TEXTO DE ORIGEM>

------------------------------------------------

Por: Neves Couras;
Esta semana por um problema ocorrido na rede elétrica onde moro, passamos quatro dias sem energia elétrica. Este fato nos levou a utilização de velas desde o cair da tarde, até a hora que o cansaço e o calor nos punham a dormir.
Deitada em minha rede, artefato que não devo utilizar em função das questões da coluna, que não são apenas pela idade, mas acima de tudo pela genética, foi a única forma de conseguir um pouco de ventilação, para aliviar minha pele já tão delicada pelo Lúpus e pelo Líquen. Para tentar conciliar o sono, comecei a olhar ao entorno do meu quarto, e nesta viagem, vieram as lembranças de um passado que me percebi feliz.
Nunca tinha parado para pensar que uma simples sombra na parede causada pela luz de uma vela, pudesse acessar tantas lembranças e ao mesmo tempo, perceber tantas mudanças de vida que a modernidade nos trouxe, que além do conforto, nos deu um pouco de comodismo. Mas quem não gosta de viver bem?
Aquela sombra me fez voltar ao tempo, exatamente na casa de meus avós paternos, onde passávamos muito tempo. Para quem não conhece um pouco da realidade das casas sertanejas daquela época, vou tentar descrevê-las um pouco. Apesar das casas enormes, e das famílias terem grande número de filhos, seria de supor, que houvesse nas casas quartos para acomodar todos os filhos, e, quem sabe, posteriormente os netos. Mas não era assim.
Pelo menos nos sítios e, para algumas famílias. Seria injusto de minha parte generalizar. O certo é que os filhos iam nascendo e a quantidade de redes iam se espalhando nas salas que eram em número maior que a de quartos. Estes, normalmente eram para os casais, e às vezes, para as mulheres enquanto estavam de resguardo.

------------------------------------------------

REGISTROS>
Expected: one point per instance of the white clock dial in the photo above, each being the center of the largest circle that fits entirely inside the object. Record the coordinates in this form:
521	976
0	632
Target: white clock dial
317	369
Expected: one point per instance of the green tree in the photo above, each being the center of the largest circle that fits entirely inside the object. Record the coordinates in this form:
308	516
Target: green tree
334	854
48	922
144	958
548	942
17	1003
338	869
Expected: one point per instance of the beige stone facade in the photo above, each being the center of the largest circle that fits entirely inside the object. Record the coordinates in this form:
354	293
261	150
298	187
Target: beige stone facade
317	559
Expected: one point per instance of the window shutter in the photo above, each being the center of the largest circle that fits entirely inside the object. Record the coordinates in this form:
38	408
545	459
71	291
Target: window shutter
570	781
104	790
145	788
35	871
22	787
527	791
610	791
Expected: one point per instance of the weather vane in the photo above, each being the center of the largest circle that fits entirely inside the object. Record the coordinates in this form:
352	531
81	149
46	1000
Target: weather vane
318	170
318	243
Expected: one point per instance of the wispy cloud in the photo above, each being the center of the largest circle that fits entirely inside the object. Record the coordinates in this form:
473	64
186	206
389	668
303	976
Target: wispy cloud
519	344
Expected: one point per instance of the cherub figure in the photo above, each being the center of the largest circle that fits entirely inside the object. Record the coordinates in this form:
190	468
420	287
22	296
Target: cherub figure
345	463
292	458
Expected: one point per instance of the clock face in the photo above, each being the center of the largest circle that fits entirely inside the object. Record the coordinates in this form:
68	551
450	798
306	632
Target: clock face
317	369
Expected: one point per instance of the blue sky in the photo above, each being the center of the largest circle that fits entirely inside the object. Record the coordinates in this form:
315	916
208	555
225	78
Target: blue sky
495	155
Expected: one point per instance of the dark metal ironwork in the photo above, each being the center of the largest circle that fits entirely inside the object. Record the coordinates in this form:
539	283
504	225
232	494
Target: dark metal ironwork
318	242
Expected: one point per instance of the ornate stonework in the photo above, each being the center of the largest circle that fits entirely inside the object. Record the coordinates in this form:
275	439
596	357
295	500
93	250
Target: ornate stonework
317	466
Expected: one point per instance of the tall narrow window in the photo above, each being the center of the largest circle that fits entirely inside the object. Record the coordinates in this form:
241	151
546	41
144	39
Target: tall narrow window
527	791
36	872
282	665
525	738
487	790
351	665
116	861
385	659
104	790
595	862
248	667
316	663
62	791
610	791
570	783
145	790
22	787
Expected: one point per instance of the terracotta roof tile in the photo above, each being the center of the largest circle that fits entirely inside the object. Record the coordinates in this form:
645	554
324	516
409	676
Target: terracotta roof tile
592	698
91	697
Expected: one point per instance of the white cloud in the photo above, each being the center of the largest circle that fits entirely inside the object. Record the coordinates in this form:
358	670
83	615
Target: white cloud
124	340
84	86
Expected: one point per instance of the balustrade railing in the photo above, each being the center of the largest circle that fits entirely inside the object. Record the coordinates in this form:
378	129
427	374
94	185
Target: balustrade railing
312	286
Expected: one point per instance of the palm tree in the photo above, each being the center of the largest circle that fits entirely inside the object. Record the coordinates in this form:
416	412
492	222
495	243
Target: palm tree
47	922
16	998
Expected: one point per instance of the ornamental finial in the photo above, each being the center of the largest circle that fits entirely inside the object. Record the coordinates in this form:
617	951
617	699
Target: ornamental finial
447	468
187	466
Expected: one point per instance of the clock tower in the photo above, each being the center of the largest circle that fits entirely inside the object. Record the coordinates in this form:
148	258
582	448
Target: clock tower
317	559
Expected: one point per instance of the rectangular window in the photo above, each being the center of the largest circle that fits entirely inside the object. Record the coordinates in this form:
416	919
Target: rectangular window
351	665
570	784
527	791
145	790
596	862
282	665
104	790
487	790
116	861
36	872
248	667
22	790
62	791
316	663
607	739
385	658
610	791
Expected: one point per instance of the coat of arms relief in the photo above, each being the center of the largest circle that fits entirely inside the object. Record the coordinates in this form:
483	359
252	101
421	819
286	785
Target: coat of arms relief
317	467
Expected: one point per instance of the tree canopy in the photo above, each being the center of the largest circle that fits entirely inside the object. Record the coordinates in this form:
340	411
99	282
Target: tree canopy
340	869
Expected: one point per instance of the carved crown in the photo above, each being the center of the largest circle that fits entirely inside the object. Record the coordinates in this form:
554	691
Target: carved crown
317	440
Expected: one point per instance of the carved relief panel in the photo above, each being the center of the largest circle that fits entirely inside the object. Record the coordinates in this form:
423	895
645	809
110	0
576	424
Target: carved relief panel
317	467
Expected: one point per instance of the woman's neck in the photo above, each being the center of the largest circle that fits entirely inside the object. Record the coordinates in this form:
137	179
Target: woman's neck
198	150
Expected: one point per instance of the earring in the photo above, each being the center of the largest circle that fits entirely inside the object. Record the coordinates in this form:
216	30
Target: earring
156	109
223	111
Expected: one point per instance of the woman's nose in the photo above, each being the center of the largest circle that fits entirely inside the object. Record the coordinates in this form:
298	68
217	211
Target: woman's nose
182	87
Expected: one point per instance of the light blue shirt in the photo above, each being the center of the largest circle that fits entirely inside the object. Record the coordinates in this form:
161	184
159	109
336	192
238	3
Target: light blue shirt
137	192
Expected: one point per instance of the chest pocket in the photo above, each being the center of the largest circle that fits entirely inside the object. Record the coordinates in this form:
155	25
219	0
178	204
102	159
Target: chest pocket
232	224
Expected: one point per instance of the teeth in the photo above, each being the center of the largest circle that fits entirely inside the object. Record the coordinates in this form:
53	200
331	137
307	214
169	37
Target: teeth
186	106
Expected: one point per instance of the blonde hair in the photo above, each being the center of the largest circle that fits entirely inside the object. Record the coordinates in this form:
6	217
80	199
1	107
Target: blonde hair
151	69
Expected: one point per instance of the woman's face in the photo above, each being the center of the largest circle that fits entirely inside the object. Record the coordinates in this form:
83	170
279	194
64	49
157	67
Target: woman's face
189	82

------------------------------------------------

OBJETIVO>
Transcreva sem alterações o trecho do texto de origem que começa nas palavras "Aquela sombra me" e vai até "estavam de resguardo.", inclusive.

RESPOSTA>
Aquela sombra me fez voltar ao tempo, exatamente na casa de meus avós paternos, onde passávamos muito tempo. Para quem não conhece um pouco da realidade das casas sertanejas daquela época, vou tentar descrevê-las um pouco. Apesar das casas enormes, e das famílias terem grande número de filhos, seria de supor, que houvesse nas casas quartos para acomodar todos os filhos, e, quem sabe, posteriormente os netos. Mas não era assim.
Pelo menos nos sítios e, para algumas famílias. Seria injusto de minha parte generalizar. O certo é que os filhos iam nascendo e a quantidade de redes iam se espalhando nas salas que eram em número maior que a de quartos. Estes, normalmente eram para os casais, e às vezes, para as mulheres enquanto estavam de resguardo.